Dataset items
_ _ _ _ _

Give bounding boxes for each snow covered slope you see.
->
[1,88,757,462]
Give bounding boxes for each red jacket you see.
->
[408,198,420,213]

_ _ _ _ _

### Work item
Retype the data. Keep every word as it stands.

### Solution to the problem
Give bounding boxes for each snow covered slope you see.
->
[1,88,757,462]
Give bounding boxes for each red jacket you see.
->
[408,198,420,213]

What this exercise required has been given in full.